*** Materials provided ***

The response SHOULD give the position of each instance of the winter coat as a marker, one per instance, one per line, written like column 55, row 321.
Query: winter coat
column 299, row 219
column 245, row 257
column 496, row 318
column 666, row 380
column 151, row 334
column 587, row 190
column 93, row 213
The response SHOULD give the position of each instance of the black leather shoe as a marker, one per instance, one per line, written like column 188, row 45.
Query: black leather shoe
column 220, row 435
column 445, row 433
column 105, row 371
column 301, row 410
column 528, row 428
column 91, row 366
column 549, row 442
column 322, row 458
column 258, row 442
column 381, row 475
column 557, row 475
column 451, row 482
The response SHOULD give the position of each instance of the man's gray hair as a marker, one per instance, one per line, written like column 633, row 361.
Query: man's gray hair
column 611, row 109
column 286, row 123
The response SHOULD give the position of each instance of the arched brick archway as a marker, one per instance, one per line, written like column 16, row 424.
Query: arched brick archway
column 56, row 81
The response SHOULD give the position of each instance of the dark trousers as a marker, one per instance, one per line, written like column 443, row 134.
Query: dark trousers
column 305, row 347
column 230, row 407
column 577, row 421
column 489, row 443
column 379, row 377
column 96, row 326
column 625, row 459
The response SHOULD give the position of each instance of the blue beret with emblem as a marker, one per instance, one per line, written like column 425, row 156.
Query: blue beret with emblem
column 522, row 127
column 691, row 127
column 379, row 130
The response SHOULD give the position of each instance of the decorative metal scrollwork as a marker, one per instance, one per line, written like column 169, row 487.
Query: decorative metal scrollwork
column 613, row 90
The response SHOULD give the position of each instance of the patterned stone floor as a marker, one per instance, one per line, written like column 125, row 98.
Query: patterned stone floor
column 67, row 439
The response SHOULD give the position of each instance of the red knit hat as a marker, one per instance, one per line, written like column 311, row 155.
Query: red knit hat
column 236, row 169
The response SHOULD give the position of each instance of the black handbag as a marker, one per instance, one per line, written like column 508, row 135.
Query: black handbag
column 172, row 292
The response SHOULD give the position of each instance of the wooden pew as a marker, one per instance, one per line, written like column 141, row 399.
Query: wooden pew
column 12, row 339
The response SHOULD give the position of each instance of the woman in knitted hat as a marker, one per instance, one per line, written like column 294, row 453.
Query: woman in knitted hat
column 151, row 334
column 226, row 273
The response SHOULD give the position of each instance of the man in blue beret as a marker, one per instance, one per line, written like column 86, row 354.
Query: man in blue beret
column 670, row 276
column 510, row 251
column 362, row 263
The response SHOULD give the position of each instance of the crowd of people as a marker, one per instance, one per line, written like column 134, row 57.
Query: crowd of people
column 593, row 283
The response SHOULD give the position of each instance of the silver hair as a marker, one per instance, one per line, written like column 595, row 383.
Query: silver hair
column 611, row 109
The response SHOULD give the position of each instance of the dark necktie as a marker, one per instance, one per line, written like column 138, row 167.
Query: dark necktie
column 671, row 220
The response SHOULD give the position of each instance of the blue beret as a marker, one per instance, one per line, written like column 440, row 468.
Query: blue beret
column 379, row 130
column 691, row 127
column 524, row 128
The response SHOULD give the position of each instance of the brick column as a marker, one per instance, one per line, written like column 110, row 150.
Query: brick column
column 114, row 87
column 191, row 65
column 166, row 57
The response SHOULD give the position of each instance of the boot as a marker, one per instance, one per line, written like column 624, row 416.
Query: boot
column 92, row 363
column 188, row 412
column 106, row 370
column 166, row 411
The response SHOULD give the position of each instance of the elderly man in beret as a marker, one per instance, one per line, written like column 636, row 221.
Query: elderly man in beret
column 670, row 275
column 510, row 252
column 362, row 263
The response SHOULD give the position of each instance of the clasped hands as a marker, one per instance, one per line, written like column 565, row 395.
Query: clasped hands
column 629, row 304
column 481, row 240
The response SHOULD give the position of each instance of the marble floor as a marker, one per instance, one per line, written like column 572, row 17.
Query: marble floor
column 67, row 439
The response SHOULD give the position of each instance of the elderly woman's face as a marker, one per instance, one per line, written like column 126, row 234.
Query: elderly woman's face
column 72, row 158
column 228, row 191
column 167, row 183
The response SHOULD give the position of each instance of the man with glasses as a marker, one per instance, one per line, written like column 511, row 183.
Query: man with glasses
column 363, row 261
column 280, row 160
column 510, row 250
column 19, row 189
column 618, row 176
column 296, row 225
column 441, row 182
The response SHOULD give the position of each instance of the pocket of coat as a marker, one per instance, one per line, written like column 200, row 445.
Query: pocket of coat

***

• Aim of the exercise
How many lines of the entries contain the word "pocket"? Only the number is wanted.

• Your response
2